§ Task prompt
Return the records exactly as they are.

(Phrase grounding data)
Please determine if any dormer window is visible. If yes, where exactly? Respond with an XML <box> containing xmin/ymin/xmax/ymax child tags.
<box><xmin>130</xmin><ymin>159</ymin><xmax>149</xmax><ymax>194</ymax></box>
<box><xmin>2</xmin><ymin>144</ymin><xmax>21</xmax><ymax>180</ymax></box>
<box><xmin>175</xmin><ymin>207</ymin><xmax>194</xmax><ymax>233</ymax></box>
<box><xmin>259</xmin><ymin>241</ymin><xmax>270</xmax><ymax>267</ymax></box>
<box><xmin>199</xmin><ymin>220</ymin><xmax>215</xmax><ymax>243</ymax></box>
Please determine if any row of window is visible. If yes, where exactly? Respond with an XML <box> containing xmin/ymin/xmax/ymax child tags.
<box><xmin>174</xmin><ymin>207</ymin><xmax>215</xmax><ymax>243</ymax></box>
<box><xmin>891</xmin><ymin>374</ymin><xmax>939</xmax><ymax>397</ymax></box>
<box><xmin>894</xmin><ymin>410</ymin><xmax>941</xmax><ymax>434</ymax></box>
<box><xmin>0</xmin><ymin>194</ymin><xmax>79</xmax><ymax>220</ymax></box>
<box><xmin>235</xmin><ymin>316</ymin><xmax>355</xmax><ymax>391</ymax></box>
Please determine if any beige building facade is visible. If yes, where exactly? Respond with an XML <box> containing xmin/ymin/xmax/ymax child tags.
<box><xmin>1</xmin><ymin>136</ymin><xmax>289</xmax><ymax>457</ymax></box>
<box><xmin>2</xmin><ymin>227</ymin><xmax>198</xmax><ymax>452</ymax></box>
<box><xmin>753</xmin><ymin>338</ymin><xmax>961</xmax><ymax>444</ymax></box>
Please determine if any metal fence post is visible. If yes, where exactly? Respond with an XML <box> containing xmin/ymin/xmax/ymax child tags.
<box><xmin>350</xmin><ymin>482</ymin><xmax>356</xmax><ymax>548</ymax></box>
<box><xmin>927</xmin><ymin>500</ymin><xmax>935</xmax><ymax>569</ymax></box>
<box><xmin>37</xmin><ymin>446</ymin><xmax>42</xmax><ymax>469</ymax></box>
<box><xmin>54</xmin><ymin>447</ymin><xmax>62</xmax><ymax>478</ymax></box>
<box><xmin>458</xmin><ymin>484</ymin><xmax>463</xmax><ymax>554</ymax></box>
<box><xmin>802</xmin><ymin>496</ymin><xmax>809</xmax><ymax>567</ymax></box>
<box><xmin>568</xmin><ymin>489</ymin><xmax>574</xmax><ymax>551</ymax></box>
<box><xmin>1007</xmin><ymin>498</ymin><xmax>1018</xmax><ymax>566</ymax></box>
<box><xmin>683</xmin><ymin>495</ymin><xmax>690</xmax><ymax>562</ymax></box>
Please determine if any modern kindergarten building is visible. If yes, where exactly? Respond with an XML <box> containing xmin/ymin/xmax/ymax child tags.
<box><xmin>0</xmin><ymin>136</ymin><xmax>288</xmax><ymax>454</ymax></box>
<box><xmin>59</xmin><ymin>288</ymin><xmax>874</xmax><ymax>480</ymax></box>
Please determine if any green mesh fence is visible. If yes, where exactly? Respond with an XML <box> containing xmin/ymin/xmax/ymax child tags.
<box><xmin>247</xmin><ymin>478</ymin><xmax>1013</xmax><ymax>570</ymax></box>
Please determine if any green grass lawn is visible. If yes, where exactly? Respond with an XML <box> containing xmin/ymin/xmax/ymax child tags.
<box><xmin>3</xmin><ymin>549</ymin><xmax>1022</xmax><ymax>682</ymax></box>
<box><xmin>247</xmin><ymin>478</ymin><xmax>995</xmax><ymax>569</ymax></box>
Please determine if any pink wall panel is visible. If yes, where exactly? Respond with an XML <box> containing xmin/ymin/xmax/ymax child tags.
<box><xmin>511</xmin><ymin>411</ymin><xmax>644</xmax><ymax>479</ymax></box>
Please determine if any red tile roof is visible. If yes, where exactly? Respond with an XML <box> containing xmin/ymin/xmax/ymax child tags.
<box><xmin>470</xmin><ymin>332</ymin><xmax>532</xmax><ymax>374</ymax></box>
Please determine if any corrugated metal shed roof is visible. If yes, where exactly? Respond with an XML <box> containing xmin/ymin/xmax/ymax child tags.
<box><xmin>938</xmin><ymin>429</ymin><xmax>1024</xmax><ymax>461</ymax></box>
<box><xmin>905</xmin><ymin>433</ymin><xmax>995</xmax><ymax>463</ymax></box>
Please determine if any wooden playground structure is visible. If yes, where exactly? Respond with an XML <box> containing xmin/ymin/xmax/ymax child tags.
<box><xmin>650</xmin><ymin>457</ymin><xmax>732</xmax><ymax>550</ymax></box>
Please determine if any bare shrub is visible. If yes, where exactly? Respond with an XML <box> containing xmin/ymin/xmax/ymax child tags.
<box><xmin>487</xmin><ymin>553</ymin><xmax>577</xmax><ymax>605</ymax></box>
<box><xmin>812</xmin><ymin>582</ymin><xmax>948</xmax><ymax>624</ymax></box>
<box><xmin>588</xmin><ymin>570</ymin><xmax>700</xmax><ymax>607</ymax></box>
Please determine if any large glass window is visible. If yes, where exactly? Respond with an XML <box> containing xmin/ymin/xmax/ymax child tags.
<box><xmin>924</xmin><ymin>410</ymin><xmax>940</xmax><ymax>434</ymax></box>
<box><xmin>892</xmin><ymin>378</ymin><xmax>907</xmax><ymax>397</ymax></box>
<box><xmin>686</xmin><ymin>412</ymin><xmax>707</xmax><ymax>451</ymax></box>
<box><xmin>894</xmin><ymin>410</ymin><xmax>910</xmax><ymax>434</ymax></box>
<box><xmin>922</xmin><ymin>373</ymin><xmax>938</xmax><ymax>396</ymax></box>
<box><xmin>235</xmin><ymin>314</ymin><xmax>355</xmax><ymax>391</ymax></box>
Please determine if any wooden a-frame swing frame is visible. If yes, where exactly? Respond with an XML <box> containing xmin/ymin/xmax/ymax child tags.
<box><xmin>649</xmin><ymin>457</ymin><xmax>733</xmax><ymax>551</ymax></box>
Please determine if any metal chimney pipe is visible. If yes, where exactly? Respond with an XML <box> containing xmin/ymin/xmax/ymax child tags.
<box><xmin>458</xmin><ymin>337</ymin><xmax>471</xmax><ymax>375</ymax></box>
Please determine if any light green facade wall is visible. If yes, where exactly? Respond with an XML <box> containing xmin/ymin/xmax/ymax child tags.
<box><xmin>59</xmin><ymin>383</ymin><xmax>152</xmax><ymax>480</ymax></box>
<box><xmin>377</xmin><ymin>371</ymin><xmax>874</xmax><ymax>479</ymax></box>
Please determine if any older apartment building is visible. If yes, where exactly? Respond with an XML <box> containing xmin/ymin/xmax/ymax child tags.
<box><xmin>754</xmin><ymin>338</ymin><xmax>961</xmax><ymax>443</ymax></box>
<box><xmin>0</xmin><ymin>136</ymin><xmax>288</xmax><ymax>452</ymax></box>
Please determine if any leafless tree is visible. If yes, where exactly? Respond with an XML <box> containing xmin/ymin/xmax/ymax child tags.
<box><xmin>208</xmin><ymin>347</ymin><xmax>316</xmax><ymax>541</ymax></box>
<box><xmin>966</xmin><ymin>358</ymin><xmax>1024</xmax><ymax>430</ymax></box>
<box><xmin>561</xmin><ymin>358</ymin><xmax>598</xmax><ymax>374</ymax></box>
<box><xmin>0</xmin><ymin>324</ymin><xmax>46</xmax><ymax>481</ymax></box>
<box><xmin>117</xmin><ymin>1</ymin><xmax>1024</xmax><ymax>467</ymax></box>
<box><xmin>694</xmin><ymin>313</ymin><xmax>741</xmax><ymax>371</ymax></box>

§ Response to this task
Please determine if any dormer window is visible. If yes, where exactly? Respond with an XML <box> containing xmin/ymin/xmax/ymax child tags.
<box><xmin>130</xmin><ymin>159</ymin><xmax>149</xmax><ymax>194</ymax></box>
<box><xmin>2</xmin><ymin>144</ymin><xmax>21</xmax><ymax>180</ymax></box>
<box><xmin>175</xmin><ymin>207</ymin><xmax>194</xmax><ymax>233</ymax></box>
<box><xmin>259</xmin><ymin>241</ymin><xmax>270</xmax><ymax>267</ymax></box>
<box><xmin>199</xmin><ymin>220</ymin><xmax>215</xmax><ymax>243</ymax></box>
Please determine if any row of window is visible. If yes, where exactly? Respond with an XML <box> containing xmin/ymin/xmax/ymax child tags.
<box><xmin>174</xmin><ymin>207</ymin><xmax>215</xmax><ymax>243</ymax></box>
<box><xmin>891</xmin><ymin>374</ymin><xmax>939</xmax><ymax>397</ymax></box>
<box><xmin>894</xmin><ymin>410</ymin><xmax>941</xmax><ymax>434</ymax></box>
<box><xmin>0</xmin><ymin>194</ymin><xmax>79</xmax><ymax>220</ymax></box>
<box><xmin>235</xmin><ymin>316</ymin><xmax>355</xmax><ymax>391</ymax></box>
Please determine if any beige building facade is visible. If yes, where exactly? Respond with an XML <box> containing xmin/ymin/xmax/ymax child tags.
<box><xmin>1</xmin><ymin>136</ymin><xmax>289</xmax><ymax>457</ymax></box>
<box><xmin>2</xmin><ymin>227</ymin><xmax>198</xmax><ymax>452</ymax></box>
<box><xmin>753</xmin><ymin>338</ymin><xmax>961</xmax><ymax>444</ymax></box>
Please determine if any metal fence post is visible. If yes, where exactly? Respond with an XML <box> containing xmin/ymin/xmax/ymax child tags.
<box><xmin>350</xmin><ymin>482</ymin><xmax>356</xmax><ymax>548</ymax></box>
<box><xmin>927</xmin><ymin>500</ymin><xmax>935</xmax><ymax>569</ymax></box>
<box><xmin>37</xmin><ymin>446</ymin><xmax>42</xmax><ymax>469</ymax></box>
<box><xmin>54</xmin><ymin>447</ymin><xmax>62</xmax><ymax>478</ymax></box>
<box><xmin>458</xmin><ymin>484</ymin><xmax>463</xmax><ymax>554</ymax></box>
<box><xmin>802</xmin><ymin>496</ymin><xmax>809</xmax><ymax>567</ymax></box>
<box><xmin>568</xmin><ymin>489</ymin><xmax>574</xmax><ymax>551</ymax></box>
<box><xmin>1007</xmin><ymin>498</ymin><xmax>1018</xmax><ymax>566</ymax></box>
<box><xmin>683</xmin><ymin>495</ymin><xmax>690</xmax><ymax>562</ymax></box>
Please determine if any modern kindergarten building is visible. If yes, where exactly? Respond with an XML <box> containing xmin/ymin/xmax/ymax child tags.
<box><xmin>0</xmin><ymin>136</ymin><xmax>288</xmax><ymax>454</ymax></box>
<box><xmin>59</xmin><ymin>288</ymin><xmax>874</xmax><ymax>480</ymax></box>
Please determine if any green mesh fence is visible. If yes, where exactly? Respond with an XML <box> containing xmin/ymin/xmax/ymax child tags.
<box><xmin>247</xmin><ymin>478</ymin><xmax>1013</xmax><ymax>570</ymax></box>
Please determine if any green grass lawn is visible. If yes, where exactly? Respond with an XML <box> containing xmin/ymin/xmax/ymax child tags.
<box><xmin>3</xmin><ymin>549</ymin><xmax>1022</xmax><ymax>682</ymax></box>
<box><xmin>247</xmin><ymin>478</ymin><xmax>995</xmax><ymax>569</ymax></box>
Please determine if any pink wall panel is visible. If yes, where exactly? Respond with an XML <box> containing xmin/ymin/xmax/ymax child tags.
<box><xmin>511</xmin><ymin>411</ymin><xmax>644</xmax><ymax>479</ymax></box>
Please determine if any red tile roof is visible. If yes, where exactly? Respond with an XML <box> containing xmin/ymin/xmax/ymax child tags.
<box><xmin>470</xmin><ymin>332</ymin><xmax>532</xmax><ymax>374</ymax></box>
Please determine if any corrugated metal shed roof is visible. If yes, where exactly? Respond with an XML <box> containing xmin/ymin/xmax/ymax child tags.
<box><xmin>938</xmin><ymin>429</ymin><xmax>1024</xmax><ymax>461</ymax></box>
<box><xmin>905</xmin><ymin>433</ymin><xmax>995</xmax><ymax>463</ymax></box>
Please determine if any wooden playground structure is visible. If yes, where exactly? Respond with an XML <box> containing xmin/ymin/xmax/ymax child tags.
<box><xmin>650</xmin><ymin>457</ymin><xmax>732</xmax><ymax>550</ymax></box>
Please determine if any bare shrub is visible. If yes, where exactly? Respond with an XML <box> containing xmin/ymin/xmax/ymax child tags.
<box><xmin>487</xmin><ymin>553</ymin><xmax>577</xmax><ymax>605</ymax></box>
<box><xmin>812</xmin><ymin>582</ymin><xmax>948</xmax><ymax>624</ymax></box>
<box><xmin>588</xmin><ymin>570</ymin><xmax>700</xmax><ymax>607</ymax></box>
Please determine if any large glass window is visible. If yes, where exactly? Respond with an XML <box> containing xmin/ymin/xmax/ymax child tags.
<box><xmin>924</xmin><ymin>410</ymin><xmax>940</xmax><ymax>434</ymax></box>
<box><xmin>892</xmin><ymin>378</ymin><xmax>907</xmax><ymax>397</ymax></box>
<box><xmin>686</xmin><ymin>412</ymin><xmax>707</xmax><ymax>451</ymax></box>
<box><xmin>894</xmin><ymin>410</ymin><xmax>910</xmax><ymax>434</ymax></box>
<box><xmin>922</xmin><ymin>373</ymin><xmax>938</xmax><ymax>396</ymax></box>
<box><xmin>235</xmin><ymin>314</ymin><xmax>355</xmax><ymax>391</ymax></box>
Please determine if any wooden a-frame swing frame is visible. If yes, where exactly? Respond with an XML <box> containing xmin/ymin/xmax/ymax child tags.
<box><xmin>649</xmin><ymin>457</ymin><xmax>733</xmax><ymax>551</ymax></box>
Please determine if any metal chimney pipe is visible. If yes, where exactly? Respond with an XML <box> containing xmin/ymin/xmax/ymax child tags.
<box><xmin>458</xmin><ymin>337</ymin><xmax>471</xmax><ymax>375</ymax></box>
Please determine if any light green facade wall is visible. If yes, where exactly? Respond with an XML <box> containing xmin/ymin/xmax/ymax child tags.
<box><xmin>59</xmin><ymin>383</ymin><xmax>152</xmax><ymax>480</ymax></box>
<box><xmin>377</xmin><ymin>371</ymin><xmax>874</xmax><ymax>479</ymax></box>
Please determine if any older apartment building is visible. If yes, where exactly? Respond with an XML <box> containing xmin/ymin/xmax/ymax child tags.
<box><xmin>754</xmin><ymin>338</ymin><xmax>961</xmax><ymax>443</ymax></box>
<box><xmin>0</xmin><ymin>136</ymin><xmax>288</xmax><ymax>452</ymax></box>
Please determine if any leafless tree is visible. If yes, where exactly? Respond with an XML <box> containing xmin/ymin/xmax/ymax child tags.
<box><xmin>208</xmin><ymin>347</ymin><xmax>316</xmax><ymax>541</ymax></box>
<box><xmin>966</xmin><ymin>358</ymin><xmax>1024</xmax><ymax>430</ymax></box>
<box><xmin>561</xmin><ymin>358</ymin><xmax>598</xmax><ymax>374</ymax></box>
<box><xmin>0</xmin><ymin>324</ymin><xmax>46</xmax><ymax>481</ymax></box>
<box><xmin>117</xmin><ymin>1</ymin><xmax>1024</xmax><ymax>467</ymax></box>
<box><xmin>694</xmin><ymin>313</ymin><xmax>741</xmax><ymax>371</ymax></box>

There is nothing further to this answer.